* **Records for the task**
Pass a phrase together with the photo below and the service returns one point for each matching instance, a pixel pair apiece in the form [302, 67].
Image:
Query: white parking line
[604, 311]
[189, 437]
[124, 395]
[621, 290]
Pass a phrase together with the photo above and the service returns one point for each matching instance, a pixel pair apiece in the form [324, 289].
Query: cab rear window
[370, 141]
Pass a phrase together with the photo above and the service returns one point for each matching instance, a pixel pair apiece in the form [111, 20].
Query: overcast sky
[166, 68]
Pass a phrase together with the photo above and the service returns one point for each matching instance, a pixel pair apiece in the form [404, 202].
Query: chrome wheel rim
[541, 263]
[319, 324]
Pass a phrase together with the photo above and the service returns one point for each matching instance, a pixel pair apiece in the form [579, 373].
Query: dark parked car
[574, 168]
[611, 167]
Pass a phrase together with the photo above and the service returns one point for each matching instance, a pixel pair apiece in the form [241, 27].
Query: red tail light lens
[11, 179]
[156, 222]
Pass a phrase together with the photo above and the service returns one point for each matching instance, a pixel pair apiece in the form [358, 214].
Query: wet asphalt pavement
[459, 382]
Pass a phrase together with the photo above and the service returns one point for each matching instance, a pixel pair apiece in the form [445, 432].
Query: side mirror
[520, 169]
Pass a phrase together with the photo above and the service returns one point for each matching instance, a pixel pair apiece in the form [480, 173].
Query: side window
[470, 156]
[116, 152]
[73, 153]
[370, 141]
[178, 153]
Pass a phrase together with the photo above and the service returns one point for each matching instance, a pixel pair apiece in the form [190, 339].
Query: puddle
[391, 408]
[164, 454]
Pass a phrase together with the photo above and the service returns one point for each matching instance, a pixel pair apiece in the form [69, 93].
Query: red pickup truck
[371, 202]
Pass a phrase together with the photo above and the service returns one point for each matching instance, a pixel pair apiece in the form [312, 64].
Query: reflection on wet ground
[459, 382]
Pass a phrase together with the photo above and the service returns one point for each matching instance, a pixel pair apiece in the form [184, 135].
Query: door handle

* **Instructions to follow**
Reproduce the listing from the line containing "form [190, 339]." through the end of the listing, requests included. Raise every coordinate in the answer points by 138, and leave the requests and their format samples unchanged.

* **Answer to the task**
Pass a phrase together with the photo above and the service returns one point for each matching instance, a pixel pair apiece in the form [190, 339].
Query: puddle
[529, 546]
[302, 592]
Pass a phrase together with the photo above and the service returns one point for each matching instance, a pixel pair apiece in the form [69, 93].
Query: red pickup truck
[509, 340]
Pass a phrase together with the photo above and the service returns one point for each matching instance, a pixel pair apiece in the form [312, 64].
Query: reflection on wet ground
[597, 520]
Pass a phrase together with the photo above and the service returns one point for each matching instance, a pixel pair apiece in the form [184, 135].
Query: door handle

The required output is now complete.